Vital’s First-Hand Experience
As CEO of a digital marketing agency and inbound marketing convert, I’m always talking about the differences between inbound marketing vs. outbound marketing. Specifically, I’m answering questions like, “Why is inbound marketing better than outbound marketing?”
In case you can’t tell from the header graphic, I’m more partial to the complexities of inbound marketing than the simplicity of outbound marketing. But seriously, I’m pretty sure people keep asking this question because the same answer seems to be given no matter whose blog you read. It’s as if someone (HubSpot and Pardot) wrote a canned answer and it’s being regurgitated without real-life experiences and insights into the actual evolution of inbound marketing.
The canned answer usually goes something like this:
Why try to buy customers with traditional “outbound marketing” when consumers aren’t even paying attention?
- More than 235 million people are on the national Do Not Call Registry.
- 29% of TV commercials are not actually seen by viewers.
- You have a better chance of surviving an airplane accident than having someone convert on a banner ad.
Forget about trying to reach a prospect under 40 with outbound marketing. Inbound marketing is different. Inbound marketing works by earning someone’s attention, rather than buying it.
It’s a good enough answer with compelling supporting statistics, but there’s more to inbound marketing than this. In this post, I’m going to give you my insights. But I’m not just going to harp on how outbound is reaching increasingly diminished audiences and how inbound is more engaging and more accessible — although both statements are very true.
I’m going to speak from experiences that are real. And in the spirit of full disclosure: Vital is a HubSpot Partner Agency, so I could simply repurpose HubSpot’s experiences and playbook like most partner agencies. But we also consider ourselves a Moz shop, with a Moz Pro account, and we’re a WordPress design and development agency and Yoast SEO plug-in (not the HubSpot COS), which means we have some independent experiences and additional tools that frame our perspective.
No experience is more relevant to that perspective than our own inbound transformation. Over the past three years, we went from referring to ourselves as a creative agency (web design, SEO, and branding) to wholeheartedly embracing the moniker “inbound marketing agency.”
But we weren’t sold inbound — we experienced it. We are our own best inbound marketing case study. In an industry many say is difficult to scale, Vital has experienced 300% growth in revenue and 300% growth in employees, all of which is solely attributed to our inbound and content marketing strategies.

★ ★ ★ ★ ★

Continue the article above on inbound versus outbound marketing, picking up right after its final sentence.

★ ★ ★ ★ ★

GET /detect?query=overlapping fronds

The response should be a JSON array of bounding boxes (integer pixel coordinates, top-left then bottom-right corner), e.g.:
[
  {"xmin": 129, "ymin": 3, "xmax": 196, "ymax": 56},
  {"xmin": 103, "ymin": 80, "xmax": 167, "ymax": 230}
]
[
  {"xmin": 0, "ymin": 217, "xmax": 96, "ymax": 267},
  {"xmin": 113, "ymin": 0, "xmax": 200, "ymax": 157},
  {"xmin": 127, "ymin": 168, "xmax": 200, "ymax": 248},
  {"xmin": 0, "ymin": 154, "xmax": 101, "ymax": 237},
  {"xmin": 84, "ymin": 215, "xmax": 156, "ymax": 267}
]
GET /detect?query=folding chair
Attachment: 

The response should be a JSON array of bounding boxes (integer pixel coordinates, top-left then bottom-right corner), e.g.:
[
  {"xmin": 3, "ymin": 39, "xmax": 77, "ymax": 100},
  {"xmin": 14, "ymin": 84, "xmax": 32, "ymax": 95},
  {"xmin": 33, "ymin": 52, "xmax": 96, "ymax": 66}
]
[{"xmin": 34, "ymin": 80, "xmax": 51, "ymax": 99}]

★ ★ ★ ★ ★

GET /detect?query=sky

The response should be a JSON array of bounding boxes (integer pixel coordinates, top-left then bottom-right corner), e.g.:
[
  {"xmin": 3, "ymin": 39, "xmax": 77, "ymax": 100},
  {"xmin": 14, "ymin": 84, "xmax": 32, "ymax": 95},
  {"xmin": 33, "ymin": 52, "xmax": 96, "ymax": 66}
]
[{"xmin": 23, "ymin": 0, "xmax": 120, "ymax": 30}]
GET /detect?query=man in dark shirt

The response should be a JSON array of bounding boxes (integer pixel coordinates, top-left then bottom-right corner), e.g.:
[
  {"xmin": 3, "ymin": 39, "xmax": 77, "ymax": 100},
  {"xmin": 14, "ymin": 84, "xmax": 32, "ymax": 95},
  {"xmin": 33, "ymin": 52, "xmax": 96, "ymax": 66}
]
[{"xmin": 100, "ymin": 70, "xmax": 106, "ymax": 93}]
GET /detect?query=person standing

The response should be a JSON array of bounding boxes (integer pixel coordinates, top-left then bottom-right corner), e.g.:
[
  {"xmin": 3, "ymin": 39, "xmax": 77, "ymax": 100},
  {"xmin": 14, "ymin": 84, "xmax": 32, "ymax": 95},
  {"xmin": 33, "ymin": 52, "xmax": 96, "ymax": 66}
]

★ ★ ★ ★ ★

# [Answer to the task]
First, let’s define inbound marketing vs. outbound marketing, keeping in mind two aspects of marketing strategies: distribution and messaging.
What is Inbound Marketing?
Even if HubSpot didn’t coin the term “inbound marketing,” they have certainly spent a lot of time and money branding it as their own.
Here’s how they define inbound marketing:
“Inbound marketing focuses on creating quality content that pulls people toward your company and product, where they naturally want to be. By aligning the content you publish with your customer’s interests, you naturally attract inbound traffic that you can then convert, close, and delight over time.”
It took Vital a while to embrace the term “inbound” to describe what we were doing with our clients. In the beginning, we referred to it as “SEO” and “content marketing.” And although we weren’t a HubSpot partner agency at the time, we were reading their content.
We knew a term was needed for the paradigm shift we were seeing in online marketing. SEO had fundamentally changed and digital marketing was becoming increasingly more disparate from traditional marketing. Digital distribution made analysis highly measurable and results-oriented, showing that inbound marketing was exponentially more successful than outbound marketing — when done correctly.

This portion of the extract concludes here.